# TEXTAUSZUG:
◆ ◆ ◆ ◆ ◆ ◆ ◆
# Verwendet EA minderwertige DVDs



## ASD_588 (10. März 2011)

Verwendet EA minderwertige DVDs weil ich in 2 DvDs einen riss habe und der riss fängt von der innenseite an ???
 Aufstig des Hexenkönigs und bei nfsmw


----------



## Dr Bakterius (10. März 2011)

So etwas hatte ich bisher nie, wende ich an deinen Händler bzw an den Support von EA. Gut einen Defekt kann man mal haben, ich hatte bisher nur einen Datenträger gehabt der aussah wie eine Orange


----------



## X-2ELL (10. März 2011)

Sind die Kratzer von Anfang an auf den Datenträgern oder nach erster Benutzung?
Eventuell liegt es ja auch am Laufwerk!?
Ich selber hatte so ein Phänomen nur durch Selbstverschulden, die DVD´s waren immer ok. 

Grüße


----------



## ASD_588 (10. März 2011)

Ich habe keinen einkaufzettel mehr also kan ich es nicht zurück geben. die nfsmw dvd habe ich vor einen Jahr zerlegt weil sie nicht mehr ging.


> Sind die Kratzer von Anfang an auf den Datenträgern oder nach erster Benutzung?


Nein da waren keine Kratzer oder ähnliches da ich die DVDS Orginalverpakt gekauft habe und das Laufwerk verursacht bei mir keine Kratzer.
vieleich kan ich ein bild vom riss hochladen.


----------
◆ ◆ ◆ ◆ ◆ ◆ ◆
# EXTRAHIERTE EINTRÄGE:
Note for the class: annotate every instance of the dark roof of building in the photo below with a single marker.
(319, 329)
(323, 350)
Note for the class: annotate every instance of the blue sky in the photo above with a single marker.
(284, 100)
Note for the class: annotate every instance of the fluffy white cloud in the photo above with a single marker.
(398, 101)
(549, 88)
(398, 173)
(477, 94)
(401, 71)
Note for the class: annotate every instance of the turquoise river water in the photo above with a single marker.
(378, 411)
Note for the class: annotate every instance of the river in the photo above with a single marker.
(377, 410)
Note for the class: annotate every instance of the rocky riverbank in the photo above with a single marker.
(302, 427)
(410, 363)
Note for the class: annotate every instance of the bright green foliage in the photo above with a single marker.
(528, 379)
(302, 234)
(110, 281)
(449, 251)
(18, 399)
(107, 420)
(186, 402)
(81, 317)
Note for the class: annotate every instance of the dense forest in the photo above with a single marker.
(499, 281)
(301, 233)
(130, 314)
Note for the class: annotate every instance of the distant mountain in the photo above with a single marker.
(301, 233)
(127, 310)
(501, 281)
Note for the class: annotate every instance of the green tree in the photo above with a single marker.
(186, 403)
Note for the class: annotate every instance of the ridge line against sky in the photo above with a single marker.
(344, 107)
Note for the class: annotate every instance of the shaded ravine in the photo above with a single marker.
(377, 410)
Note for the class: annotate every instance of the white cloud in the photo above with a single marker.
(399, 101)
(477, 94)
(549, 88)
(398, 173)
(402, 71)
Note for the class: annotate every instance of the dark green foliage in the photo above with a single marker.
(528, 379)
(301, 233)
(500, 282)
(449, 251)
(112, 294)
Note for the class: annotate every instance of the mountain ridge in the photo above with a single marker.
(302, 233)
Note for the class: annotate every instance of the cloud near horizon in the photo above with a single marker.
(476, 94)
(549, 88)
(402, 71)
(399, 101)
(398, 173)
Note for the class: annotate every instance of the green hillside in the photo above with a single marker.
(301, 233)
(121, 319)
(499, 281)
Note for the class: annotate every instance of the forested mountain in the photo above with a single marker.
◆ ◆ ◆ ◆ ◆ ◆ ◆
# AUFGABENLISTE:
• a. Stimmen diese Aussagen mit dem Textauszug über die DVDs von EA überein? Antworte jeweils mit Ja oder Nein und zitiere die entscheidenden Worte wörtlich: (i) ASD_588 schreibt, dass der Riss von der Innenseite ausgeht. (ii) Dr Bakterius hatte so etwas schon oft. (iii) ASD_588 hat den Kassenzettel noch.
• b. Schreib aus den Einträgen alles von der Zeile mit „Note for the class: annotate every instance of the white“ bis hinunter zum Ende der Einträge wortgetreu ab, beide Grenzen eingeschlossen.
Die Einträge haben mit dem Textauszug nichts zu tun.

# LÖSUNGEN:
• a.
(i) Ja: „der riss fängt von der innenseite an“
(ii) Nein: „So etwas hatte ich bisher nie“
(iii) Nein: „Ich habe keinen einkaufzettel mehr“

• b.
Note for the class: annotate every instance of the white cloud in the photo above with a single marker.
(399, 101)
(477, 94)
(549, 88)
(398, 173)
(402, 71)
Note for the class: annotate every instance of the dark green foliage in the photo above with a single marker.
(528, 379)
(301, 233)
(500, 282)
(449, 251)
(112, 294)
Note for the class: annotate every instance of the mountain ridge in the photo above with a single marker.
(302, 233)
Note for the class: annotate every instance of the cloud near horizon in the photo above with a single marker.
(476, 94)
(549, 88)
(402, 71)
(399, 101)
(398, 173)
Note for the class: annotate every instance of the green hillside in the photo above with a single marker.
(301, 233)
(121, 319)
(499, 281)
Note for the class: annotate every instance of the forested mountain in the photo above with a single marker.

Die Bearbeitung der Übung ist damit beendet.